-- Request --
Name every liqueur or spirit mentioned in the recipe comments below.

I made this with high quality orange marmalade and Grand Marnier liqueur. Sensational!

Allison

I was wondering this too! Watched the video and she says 2/3 cup heavy cream. Strange typo in the recipe.

Chris M.

Made this with orange marmalade and Cointreau. Used 6 tbsp of the marmalade. Gave them to a friend who told me her husband is "swooning" over them. They are good swooning material, I have to say.

Sarah

These are a real treat! We halved the recipe, used half-and-half instead of heavy cream, and bourbon instead of kirsch. Overall, it turned out well. Next time, we may leave out either the booze or the jam-- the bourbon overpowered the fruit. Overall, a fun and easy recipe for chocoholics!

Gretchen

Do you think dried cherries simmered in water and sugar would be an acceptable substitute for cherry jam?

Margaux Laskey, Staff Editor

Sorry, guys! That was a technical glitch. 2/3 cup is correct, and I've fixed the recipe.

Jane

How cold was your butter/kitchen? The butter should get soft in the food processor and bind the dry ingredients together. You don't want melted butter because then it'd be too wet, but if you pulse cold butter long enough, you should get to the sweet-spot to go on.

megan

I made these with my Kitchenaid mixer not a food processor and the first step was a straight up powder. I re-did it by creaming the butter and vanilla in the mixer then adding the dry mix to the bowl a bit at a time. It was still not exactly a mass but it was more like a dough and held together well when pressed into the dish.

J Andrew McTyre

They were great with Apricot Preserves! (it's what was in the friedge...)

Janet

Made this for a Valentines dessert and non dessert eaters asked for an extra piece. Was very generous with the Bonne Maman cherry preserves. The cherry bits really made the cherry flavor stand out against the bittersweet chocolate. A huge hit.

-- Raw records --
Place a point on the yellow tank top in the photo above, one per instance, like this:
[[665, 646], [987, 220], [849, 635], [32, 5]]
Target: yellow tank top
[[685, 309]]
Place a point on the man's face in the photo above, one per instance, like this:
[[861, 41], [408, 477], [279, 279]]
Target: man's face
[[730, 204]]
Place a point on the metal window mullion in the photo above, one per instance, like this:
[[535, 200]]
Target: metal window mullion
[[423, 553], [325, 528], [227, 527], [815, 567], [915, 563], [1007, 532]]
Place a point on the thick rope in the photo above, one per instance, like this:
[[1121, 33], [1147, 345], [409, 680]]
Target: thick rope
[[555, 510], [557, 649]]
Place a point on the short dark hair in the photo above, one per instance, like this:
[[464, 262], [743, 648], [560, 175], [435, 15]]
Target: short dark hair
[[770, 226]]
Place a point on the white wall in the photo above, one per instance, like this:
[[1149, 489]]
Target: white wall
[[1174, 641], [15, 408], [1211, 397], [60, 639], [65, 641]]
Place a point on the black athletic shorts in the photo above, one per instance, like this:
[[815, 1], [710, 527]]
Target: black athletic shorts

...

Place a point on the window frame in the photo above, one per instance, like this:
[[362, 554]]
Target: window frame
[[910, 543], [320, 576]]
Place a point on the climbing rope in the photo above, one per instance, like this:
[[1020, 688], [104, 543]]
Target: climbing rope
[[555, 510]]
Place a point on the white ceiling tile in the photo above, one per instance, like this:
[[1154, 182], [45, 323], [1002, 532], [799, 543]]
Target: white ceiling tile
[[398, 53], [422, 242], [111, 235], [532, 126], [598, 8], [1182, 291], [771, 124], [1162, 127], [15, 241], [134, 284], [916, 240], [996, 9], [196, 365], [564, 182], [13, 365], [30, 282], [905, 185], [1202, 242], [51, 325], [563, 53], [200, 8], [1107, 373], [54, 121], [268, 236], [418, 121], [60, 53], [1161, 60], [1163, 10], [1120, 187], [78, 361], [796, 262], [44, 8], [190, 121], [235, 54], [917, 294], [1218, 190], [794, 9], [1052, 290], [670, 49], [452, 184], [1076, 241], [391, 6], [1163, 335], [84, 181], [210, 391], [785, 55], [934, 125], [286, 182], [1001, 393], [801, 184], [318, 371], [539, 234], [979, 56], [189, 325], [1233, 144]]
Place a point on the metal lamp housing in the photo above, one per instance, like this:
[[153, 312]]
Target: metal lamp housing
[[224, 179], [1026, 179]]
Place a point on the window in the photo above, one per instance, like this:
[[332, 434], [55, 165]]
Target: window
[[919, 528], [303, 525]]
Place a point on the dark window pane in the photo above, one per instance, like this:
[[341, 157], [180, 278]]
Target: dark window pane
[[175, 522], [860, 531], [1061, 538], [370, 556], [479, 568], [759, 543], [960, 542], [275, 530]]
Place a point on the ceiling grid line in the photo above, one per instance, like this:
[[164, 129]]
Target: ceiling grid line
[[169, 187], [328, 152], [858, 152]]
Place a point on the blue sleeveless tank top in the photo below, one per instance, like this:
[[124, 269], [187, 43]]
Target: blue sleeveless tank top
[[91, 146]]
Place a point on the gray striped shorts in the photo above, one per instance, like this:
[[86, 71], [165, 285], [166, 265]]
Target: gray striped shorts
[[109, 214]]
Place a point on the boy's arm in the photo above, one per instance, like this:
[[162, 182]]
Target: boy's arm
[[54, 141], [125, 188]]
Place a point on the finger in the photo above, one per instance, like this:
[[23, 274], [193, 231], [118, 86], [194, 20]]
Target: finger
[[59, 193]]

-- Problem solution --
Grand Marnier, Cointreau, bourbon, kirsch